*The request:* Enter every line of the rows below into a Markdown table with the columns Number and Line, numbering the lines in order and skipping any blank ones.

*Data supplied:*
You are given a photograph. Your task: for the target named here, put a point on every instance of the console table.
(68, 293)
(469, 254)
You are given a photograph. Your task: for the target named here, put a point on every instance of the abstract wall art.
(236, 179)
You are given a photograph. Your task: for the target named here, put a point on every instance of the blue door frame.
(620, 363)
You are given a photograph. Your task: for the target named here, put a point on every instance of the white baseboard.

*Answer in full:*
| Number | Line |
|---|---|
| 1 | You are given a photograph. Your task: for the target named here, put a point on every instance of the console table. |
| 2 | (68, 293) |
| 3 | (469, 254) |
| 4 | You are given a photograph. Your task: for the target named here, put a point on every instance of the abstract wall art. |
| 5 | (236, 179) |
| 6 | You are given a photograph. Your task: for the target named here, put a point on every instance of the blue door frame. |
| 7 | (620, 363) |
| 8 | You are given a photograph. Your task: for the target named here, put a point on every instance of the white baseboard. |